— Brief A —
Answer these questions from the thread on ReadySet caching:
(i) What effect on server storage requirements does the thread attribute to ReadySet?
(ii) Which queries does ReadySet cache, according to the thread?
(iii) What delay does the thread say a readonly follower database has?

— Selection —
▼
The lemmy_server code right now is repeating a lot of cacheable queries for things like the local instance's own settings, language codes, who an administrator is, the "trending" communities, etc. It's beyond crisis.
EDIT: revisiting this 24 hours later
Reading here, https://docs.readyset.io/reference/sql-support/ ReadySet is going to double your server storage requirements, and it also runs a second instance of PostgreSQL from what I understand, so your RAM usage is going to go up too. I wonder how you would allocate memory to which PostgreSQL for when queries that aren't cached miss.
@RocketDerp
and it also runs a second instance of PostgreSQL from what I understand, I'm not sure where you got that from.
@syphar
This means that using the cache would be subject to the same issue as using a readonly follower database: it can take seconds for a change you write to be readable on the follower
This is indeed the case
discussion with developers of ReadySet here: https://github.com/readysettech/readyset/discussions/112
looks like I was wrong/confused, ReadySet will interface with the primary postgress database and the differing credentials are explained.
Reading a little more about ReadySet, it wouldn't automatically start caching but only do this for explicitly defined queries.
So we would be back to needed code changes where lemmy needs to tell ReadySet which queries to cache, and which not. Or every instance admin does this on their own.
This sounds like something which can be deployed by instance admins without any changes to Lemmy code. So no need for an issue here. Also see https://github.com/LemmyNet/lemmy/issues/3005.
▲
— Brief B —
Report every line of the records that contains the string "skin".

(Pointing dataset excerpts)
▼
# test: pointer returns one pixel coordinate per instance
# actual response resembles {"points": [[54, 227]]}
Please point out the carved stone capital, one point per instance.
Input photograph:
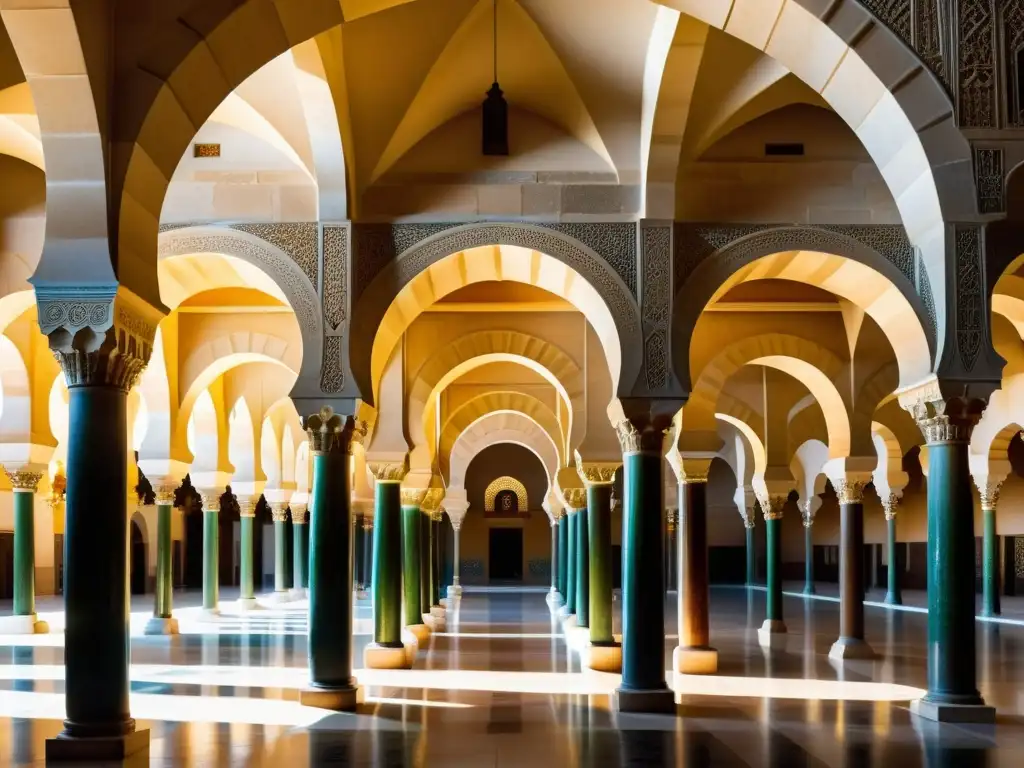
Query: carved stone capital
{"points": [[574, 499], [771, 507], [329, 431], [890, 503], [849, 491], [596, 473], [989, 493], [413, 497], [24, 480], [100, 335], [388, 471]]}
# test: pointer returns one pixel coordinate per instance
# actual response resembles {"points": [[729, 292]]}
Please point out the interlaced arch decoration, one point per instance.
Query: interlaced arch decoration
{"points": [[505, 482]]}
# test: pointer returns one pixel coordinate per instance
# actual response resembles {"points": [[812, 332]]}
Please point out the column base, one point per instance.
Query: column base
{"points": [[771, 634], [101, 749], [603, 657], [694, 660], [421, 632], [161, 626], [385, 657], [24, 625], [953, 713], [851, 648], [658, 700], [339, 699]]}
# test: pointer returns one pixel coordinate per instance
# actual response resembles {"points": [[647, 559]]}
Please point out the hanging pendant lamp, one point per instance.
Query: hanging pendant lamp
{"points": [[496, 110]]}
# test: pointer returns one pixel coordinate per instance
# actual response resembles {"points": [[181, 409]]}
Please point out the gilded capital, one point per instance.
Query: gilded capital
{"points": [[279, 511], [413, 497], [330, 432], [596, 473], [890, 503], [574, 498], [771, 507], [24, 480], [989, 493], [849, 491]]}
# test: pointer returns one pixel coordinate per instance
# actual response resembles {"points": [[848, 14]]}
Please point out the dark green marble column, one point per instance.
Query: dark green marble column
{"points": [[300, 551], [643, 687], [851, 643], [95, 561], [952, 690], [570, 563], [279, 512], [25, 483], [808, 520], [989, 550], [772, 632], [693, 655], [752, 551], [331, 683], [583, 569], [211, 550], [387, 649], [599, 527], [894, 595]]}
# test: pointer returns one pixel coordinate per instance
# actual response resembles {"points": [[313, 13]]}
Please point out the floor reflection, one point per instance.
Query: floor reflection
{"points": [[499, 688]]}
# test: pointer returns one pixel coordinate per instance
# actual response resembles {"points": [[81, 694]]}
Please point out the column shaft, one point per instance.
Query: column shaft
{"points": [[96, 643], [25, 553], [694, 627], [752, 556], [411, 564], [211, 555], [386, 578], [599, 526], [893, 594], [951, 577], [808, 557], [583, 568], [774, 576], [248, 586], [570, 580], [990, 565], [643, 573], [330, 573]]}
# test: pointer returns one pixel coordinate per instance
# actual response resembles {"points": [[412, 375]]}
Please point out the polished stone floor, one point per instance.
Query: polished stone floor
{"points": [[500, 688]]}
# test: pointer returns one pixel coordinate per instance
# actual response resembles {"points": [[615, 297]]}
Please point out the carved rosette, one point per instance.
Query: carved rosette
{"points": [[279, 511], [849, 491], [24, 480], [247, 506], [388, 471], [889, 505], [989, 493], [101, 336], [300, 514], [771, 507], [413, 497], [330, 432], [574, 499]]}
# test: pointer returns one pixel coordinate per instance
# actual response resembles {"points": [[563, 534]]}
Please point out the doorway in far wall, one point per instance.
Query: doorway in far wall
{"points": [[505, 550]]}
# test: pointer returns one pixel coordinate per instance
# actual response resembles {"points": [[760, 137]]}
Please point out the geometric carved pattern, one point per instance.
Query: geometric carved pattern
{"points": [[656, 255], [505, 483], [976, 100], [298, 241], [969, 295], [989, 176], [335, 275]]}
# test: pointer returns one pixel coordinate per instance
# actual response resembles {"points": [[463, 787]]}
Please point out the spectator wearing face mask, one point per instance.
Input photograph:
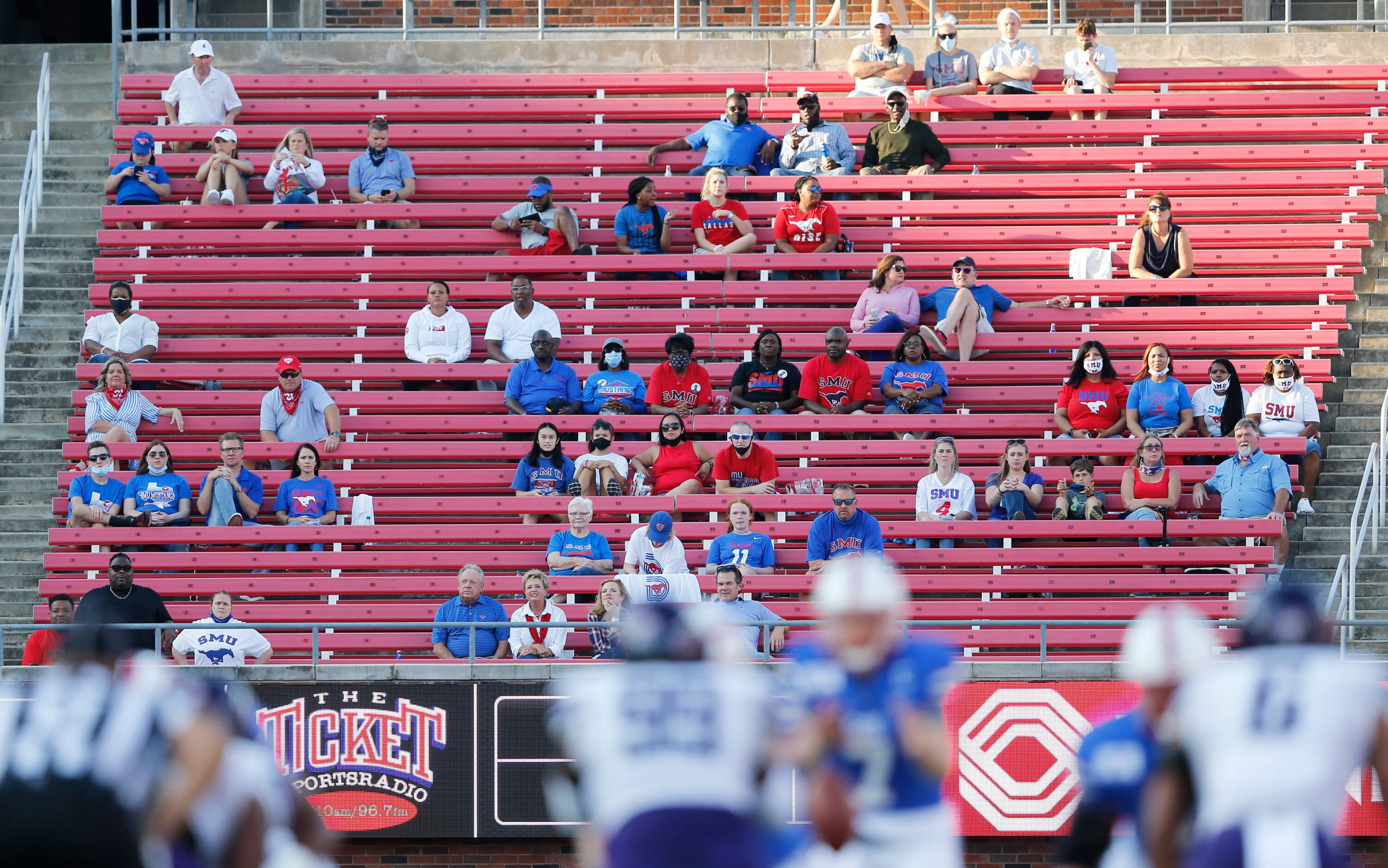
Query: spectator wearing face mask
{"points": [[1088, 67], [950, 70], [614, 389], [1286, 407], [1009, 66]]}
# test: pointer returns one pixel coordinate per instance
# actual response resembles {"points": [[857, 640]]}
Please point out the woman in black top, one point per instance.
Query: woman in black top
{"points": [[1161, 249]]}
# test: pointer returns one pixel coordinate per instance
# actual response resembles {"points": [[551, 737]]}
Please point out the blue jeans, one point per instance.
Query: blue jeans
{"points": [[296, 198], [770, 435], [826, 274], [890, 324], [1012, 503]]}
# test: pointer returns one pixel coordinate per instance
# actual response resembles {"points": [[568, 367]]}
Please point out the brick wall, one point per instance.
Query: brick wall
{"points": [[734, 13], [558, 853]]}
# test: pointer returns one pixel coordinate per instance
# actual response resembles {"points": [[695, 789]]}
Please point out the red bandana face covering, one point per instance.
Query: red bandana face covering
{"points": [[291, 400]]}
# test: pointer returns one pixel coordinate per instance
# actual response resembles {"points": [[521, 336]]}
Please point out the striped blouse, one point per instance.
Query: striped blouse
{"points": [[134, 409]]}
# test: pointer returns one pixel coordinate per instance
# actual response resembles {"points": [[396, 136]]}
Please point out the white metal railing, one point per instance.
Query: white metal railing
{"points": [[31, 196]]}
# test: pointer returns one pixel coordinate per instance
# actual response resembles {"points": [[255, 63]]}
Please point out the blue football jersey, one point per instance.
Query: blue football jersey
{"points": [[915, 677]]}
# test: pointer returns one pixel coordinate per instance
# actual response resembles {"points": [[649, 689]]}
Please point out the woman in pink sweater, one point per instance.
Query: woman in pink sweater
{"points": [[887, 305]]}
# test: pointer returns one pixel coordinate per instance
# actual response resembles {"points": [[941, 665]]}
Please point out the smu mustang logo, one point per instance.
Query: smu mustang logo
{"points": [[835, 389]]}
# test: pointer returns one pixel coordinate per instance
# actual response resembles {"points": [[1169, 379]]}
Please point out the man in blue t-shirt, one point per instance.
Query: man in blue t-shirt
{"points": [[138, 181], [471, 606], [732, 143], [846, 531], [968, 309]]}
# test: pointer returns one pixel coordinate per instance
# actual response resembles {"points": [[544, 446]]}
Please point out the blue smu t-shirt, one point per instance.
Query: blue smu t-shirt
{"points": [[134, 191], [998, 512], [832, 539], [157, 494], [984, 295], [642, 230], [729, 145], [918, 377], [544, 478], [312, 498], [593, 546], [915, 675], [604, 386], [106, 495], [742, 549], [1160, 404]]}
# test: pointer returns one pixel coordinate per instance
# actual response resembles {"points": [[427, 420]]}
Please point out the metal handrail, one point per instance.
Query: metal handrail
{"points": [[31, 196]]}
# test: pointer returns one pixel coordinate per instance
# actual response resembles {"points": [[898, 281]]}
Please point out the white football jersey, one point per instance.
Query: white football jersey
{"points": [[665, 735], [1278, 731]]}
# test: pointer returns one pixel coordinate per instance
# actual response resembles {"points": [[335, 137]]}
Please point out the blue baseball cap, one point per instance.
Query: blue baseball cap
{"points": [[660, 528]]}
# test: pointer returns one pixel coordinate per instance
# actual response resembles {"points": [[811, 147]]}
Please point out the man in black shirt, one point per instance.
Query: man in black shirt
{"points": [[767, 384], [124, 602]]}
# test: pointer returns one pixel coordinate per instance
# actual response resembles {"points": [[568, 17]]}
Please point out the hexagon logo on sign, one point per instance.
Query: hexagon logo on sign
{"points": [[1016, 759]]}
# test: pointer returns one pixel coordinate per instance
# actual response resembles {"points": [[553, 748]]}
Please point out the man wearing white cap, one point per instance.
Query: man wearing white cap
{"points": [[1009, 66], [880, 64], [202, 95]]}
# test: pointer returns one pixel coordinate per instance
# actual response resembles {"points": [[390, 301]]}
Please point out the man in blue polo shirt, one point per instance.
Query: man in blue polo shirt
{"points": [[731, 605], [1251, 485], [452, 642], [538, 381], [732, 143], [231, 495], [846, 531], [382, 176]]}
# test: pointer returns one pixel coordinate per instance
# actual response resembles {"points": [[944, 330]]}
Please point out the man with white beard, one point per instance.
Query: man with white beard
{"points": [[1251, 485]]}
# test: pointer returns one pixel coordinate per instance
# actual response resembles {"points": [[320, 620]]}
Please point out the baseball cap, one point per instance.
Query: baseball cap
{"points": [[660, 528]]}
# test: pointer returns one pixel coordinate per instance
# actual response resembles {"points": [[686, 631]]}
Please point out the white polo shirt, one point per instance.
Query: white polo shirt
{"points": [[128, 336], [202, 103]]}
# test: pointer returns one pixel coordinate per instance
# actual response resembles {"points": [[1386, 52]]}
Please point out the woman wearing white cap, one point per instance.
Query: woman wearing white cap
{"points": [[224, 173]]}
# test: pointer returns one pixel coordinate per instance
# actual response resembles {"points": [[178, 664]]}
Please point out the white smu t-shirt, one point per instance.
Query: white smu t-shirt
{"points": [[515, 332], [946, 499], [1284, 414], [221, 645], [1079, 66], [1211, 404]]}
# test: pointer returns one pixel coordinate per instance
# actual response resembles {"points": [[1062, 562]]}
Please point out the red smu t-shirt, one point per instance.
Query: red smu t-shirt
{"points": [[831, 385], [806, 231], [668, 389], [760, 466], [1094, 406], [718, 230]]}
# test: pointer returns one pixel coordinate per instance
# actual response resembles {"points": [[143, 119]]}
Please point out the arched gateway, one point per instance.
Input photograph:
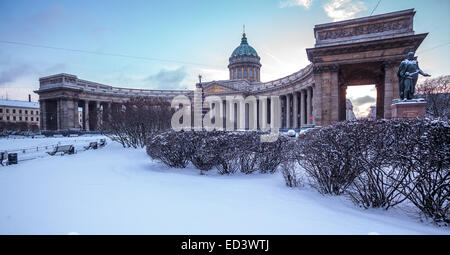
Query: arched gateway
{"points": [[353, 52]]}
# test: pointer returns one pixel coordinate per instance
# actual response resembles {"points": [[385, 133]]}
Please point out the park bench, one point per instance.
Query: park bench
{"points": [[64, 149], [92, 145]]}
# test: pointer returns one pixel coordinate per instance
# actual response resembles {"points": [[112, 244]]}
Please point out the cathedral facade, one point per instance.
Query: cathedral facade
{"points": [[354, 52]]}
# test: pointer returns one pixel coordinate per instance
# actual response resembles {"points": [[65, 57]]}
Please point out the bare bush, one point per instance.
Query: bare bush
{"points": [[326, 155], [437, 93], [229, 152], [132, 123], [428, 158], [382, 177], [169, 148]]}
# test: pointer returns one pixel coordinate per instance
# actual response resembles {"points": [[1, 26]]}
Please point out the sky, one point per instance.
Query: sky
{"points": [[167, 44]]}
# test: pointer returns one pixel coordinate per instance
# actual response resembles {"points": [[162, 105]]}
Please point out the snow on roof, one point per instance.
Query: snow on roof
{"points": [[17, 103]]}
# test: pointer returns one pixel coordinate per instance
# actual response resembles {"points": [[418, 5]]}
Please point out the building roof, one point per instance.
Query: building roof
{"points": [[17, 103], [244, 49]]}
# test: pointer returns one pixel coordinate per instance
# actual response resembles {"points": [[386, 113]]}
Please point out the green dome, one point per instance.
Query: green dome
{"points": [[244, 49]]}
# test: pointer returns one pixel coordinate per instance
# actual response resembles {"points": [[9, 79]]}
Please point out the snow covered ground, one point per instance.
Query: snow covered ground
{"points": [[122, 191]]}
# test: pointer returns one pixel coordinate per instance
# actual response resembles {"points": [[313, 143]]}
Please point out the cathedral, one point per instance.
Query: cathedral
{"points": [[354, 52]]}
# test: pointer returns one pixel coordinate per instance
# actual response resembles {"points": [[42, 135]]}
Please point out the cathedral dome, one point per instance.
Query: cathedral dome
{"points": [[244, 62], [244, 49]]}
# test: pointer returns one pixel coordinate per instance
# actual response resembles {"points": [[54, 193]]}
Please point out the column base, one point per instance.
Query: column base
{"points": [[414, 108]]}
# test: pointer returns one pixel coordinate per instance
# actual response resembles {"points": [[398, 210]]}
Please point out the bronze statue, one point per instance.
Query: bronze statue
{"points": [[408, 73]]}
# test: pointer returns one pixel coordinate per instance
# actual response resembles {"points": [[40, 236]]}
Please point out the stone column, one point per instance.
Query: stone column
{"points": [[58, 114], [302, 108], [342, 102], [99, 116], [295, 109], [43, 114], [308, 105], [380, 101], [279, 112], [288, 111], [76, 121], [86, 115], [389, 75], [63, 114]]}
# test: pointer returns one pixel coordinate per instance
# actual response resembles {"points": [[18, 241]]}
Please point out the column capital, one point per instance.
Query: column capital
{"points": [[326, 68]]}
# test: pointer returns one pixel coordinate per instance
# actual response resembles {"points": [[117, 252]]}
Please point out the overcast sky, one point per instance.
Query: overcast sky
{"points": [[171, 42]]}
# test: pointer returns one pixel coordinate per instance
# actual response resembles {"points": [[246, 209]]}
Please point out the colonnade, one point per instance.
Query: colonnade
{"points": [[64, 113]]}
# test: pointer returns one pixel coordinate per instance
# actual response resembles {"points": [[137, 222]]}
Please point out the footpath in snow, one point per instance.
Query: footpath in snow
{"points": [[122, 191]]}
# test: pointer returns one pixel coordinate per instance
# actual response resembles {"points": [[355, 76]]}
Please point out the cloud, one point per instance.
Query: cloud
{"points": [[291, 3], [363, 100], [14, 72], [168, 79], [343, 9]]}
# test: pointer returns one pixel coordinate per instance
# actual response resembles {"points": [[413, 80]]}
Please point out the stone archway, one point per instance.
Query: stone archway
{"points": [[356, 52], [361, 74]]}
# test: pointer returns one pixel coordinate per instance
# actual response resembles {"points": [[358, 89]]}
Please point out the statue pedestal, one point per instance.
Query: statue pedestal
{"points": [[414, 108]]}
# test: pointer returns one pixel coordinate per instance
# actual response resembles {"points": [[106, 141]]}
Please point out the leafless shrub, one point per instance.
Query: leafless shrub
{"points": [[382, 178], [169, 148], [437, 93], [134, 122], [327, 156], [229, 152], [427, 155]]}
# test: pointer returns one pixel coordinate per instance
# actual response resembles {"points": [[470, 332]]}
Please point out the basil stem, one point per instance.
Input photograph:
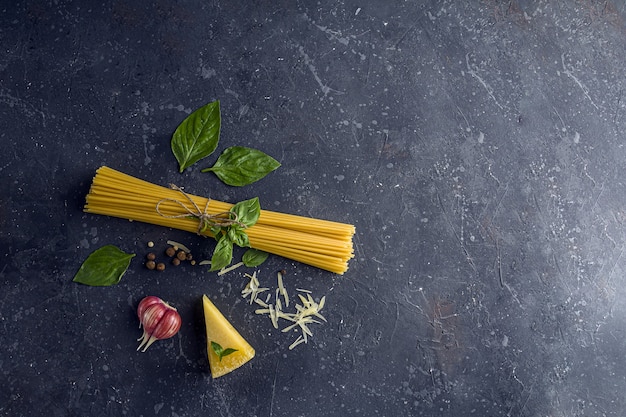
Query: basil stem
{"points": [[197, 136], [104, 267], [223, 253], [239, 166], [245, 214]]}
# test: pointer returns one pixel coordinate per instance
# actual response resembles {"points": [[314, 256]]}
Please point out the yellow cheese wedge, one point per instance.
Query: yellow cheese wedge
{"points": [[219, 330]]}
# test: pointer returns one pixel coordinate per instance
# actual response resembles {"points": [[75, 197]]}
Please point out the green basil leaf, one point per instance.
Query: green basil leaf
{"points": [[104, 267], [239, 166], [254, 257], [220, 351], [222, 255], [197, 136], [247, 211]]}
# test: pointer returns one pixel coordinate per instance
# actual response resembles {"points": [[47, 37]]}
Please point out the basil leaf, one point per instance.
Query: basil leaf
{"points": [[197, 136], [247, 211], [104, 267], [239, 166], [254, 257], [220, 351], [222, 255]]}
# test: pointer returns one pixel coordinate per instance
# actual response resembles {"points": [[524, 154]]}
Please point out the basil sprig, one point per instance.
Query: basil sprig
{"points": [[197, 136], [220, 351], [104, 267], [239, 166], [244, 214]]}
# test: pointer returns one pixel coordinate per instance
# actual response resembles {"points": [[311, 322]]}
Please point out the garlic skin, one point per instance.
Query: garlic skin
{"points": [[159, 320]]}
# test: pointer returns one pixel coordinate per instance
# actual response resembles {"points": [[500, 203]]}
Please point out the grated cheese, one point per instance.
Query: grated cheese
{"points": [[306, 313]]}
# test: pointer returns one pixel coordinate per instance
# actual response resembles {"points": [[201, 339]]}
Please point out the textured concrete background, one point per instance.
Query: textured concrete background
{"points": [[478, 147]]}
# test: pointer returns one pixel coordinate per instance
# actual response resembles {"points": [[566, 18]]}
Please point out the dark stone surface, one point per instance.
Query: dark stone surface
{"points": [[478, 147]]}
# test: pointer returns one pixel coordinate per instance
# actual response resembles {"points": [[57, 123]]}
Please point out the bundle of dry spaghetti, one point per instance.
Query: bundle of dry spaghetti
{"points": [[320, 243]]}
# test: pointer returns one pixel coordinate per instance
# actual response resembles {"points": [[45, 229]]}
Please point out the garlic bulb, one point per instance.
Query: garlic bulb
{"points": [[159, 321]]}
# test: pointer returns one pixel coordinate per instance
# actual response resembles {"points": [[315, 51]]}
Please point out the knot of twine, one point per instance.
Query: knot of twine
{"points": [[206, 220]]}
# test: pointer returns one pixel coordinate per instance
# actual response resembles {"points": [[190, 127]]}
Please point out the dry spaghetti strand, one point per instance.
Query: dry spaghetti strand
{"points": [[321, 243]]}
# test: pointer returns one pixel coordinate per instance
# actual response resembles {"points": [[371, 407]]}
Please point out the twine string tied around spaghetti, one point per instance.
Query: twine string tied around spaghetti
{"points": [[205, 219]]}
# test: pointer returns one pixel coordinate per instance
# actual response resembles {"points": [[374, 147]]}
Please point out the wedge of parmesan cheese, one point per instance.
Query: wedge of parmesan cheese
{"points": [[220, 331]]}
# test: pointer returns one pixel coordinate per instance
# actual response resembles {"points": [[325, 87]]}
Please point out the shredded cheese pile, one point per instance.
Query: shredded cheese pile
{"points": [[306, 313]]}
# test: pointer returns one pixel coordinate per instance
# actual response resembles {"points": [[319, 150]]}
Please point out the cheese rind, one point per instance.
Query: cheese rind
{"points": [[219, 330]]}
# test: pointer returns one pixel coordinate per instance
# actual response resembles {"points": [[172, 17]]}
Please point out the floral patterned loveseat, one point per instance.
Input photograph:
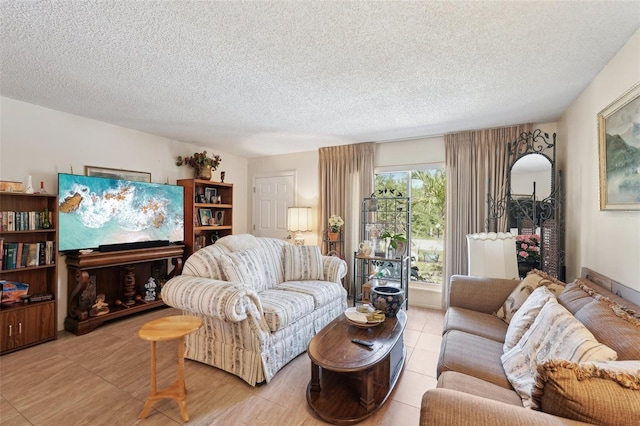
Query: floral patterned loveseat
{"points": [[261, 300]]}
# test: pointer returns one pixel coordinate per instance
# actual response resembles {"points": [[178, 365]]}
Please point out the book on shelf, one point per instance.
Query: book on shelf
{"points": [[14, 255], [23, 220], [32, 259]]}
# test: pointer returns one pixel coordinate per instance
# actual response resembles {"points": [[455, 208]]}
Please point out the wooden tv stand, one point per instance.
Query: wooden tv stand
{"points": [[108, 270]]}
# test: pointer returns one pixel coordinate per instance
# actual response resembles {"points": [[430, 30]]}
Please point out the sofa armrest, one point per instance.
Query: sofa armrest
{"points": [[480, 294], [334, 268], [223, 300], [449, 407]]}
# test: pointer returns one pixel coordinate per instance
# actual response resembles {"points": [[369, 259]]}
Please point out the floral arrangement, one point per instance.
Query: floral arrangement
{"points": [[335, 223], [528, 248], [199, 160]]}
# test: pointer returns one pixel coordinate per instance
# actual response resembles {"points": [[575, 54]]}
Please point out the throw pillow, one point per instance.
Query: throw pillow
{"points": [[248, 267], [302, 263], [238, 242], [603, 393], [524, 317], [533, 280], [555, 334]]}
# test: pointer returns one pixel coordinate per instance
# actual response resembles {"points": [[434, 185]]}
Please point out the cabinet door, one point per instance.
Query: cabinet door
{"points": [[10, 324], [22, 327], [38, 323]]}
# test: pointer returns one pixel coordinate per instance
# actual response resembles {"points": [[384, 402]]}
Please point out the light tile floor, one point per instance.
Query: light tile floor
{"points": [[102, 378]]}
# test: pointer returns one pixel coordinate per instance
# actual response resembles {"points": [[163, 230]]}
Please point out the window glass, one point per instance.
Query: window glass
{"points": [[426, 188]]}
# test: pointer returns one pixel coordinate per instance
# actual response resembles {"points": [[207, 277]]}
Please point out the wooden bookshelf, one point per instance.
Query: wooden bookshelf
{"points": [[196, 233], [30, 323]]}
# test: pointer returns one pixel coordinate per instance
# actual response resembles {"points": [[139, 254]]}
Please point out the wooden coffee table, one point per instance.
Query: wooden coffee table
{"points": [[349, 382]]}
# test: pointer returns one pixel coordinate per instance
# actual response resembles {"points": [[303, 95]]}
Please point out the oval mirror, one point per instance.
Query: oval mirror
{"points": [[528, 169]]}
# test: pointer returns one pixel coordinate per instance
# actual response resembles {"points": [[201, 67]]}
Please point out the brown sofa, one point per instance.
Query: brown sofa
{"points": [[473, 387]]}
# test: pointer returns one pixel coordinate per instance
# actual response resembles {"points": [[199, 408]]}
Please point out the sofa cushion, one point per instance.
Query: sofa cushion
{"points": [[533, 280], [282, 308], [474, 322], [603, 393], [474, 386], [555, 334], [250, 267], [238, 242], [573, 298], [524, 317], [302, 263], [613, 327], [472, 355], [204, 263], [323, 292]]}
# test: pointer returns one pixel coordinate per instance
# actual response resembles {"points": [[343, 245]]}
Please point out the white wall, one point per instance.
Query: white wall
{"points": [[304, 165], [42, 142], [606, 241]]}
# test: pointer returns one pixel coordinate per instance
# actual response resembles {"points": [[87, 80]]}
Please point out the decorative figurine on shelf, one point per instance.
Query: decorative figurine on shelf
{"points": [[100, 307], [150, 296], [29, 189]]}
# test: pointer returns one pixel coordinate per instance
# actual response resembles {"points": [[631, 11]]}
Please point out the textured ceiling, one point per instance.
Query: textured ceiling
{"points": [[273, 77]]}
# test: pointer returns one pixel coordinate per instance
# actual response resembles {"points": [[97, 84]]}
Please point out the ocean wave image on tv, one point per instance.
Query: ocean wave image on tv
{"points": [[95, 211]]}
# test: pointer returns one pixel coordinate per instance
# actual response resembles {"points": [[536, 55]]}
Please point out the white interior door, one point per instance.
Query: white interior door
▲
— Finished answer A —
(i) It doubles them.
(ii) Only explicitly defined queries. It doesn't start caching automatically.
(iii) It can take seconds for a written change to become readable on the follower.

— Finished answer B —
Please point out the garlic skin, one point per instance.
Query: garlic skin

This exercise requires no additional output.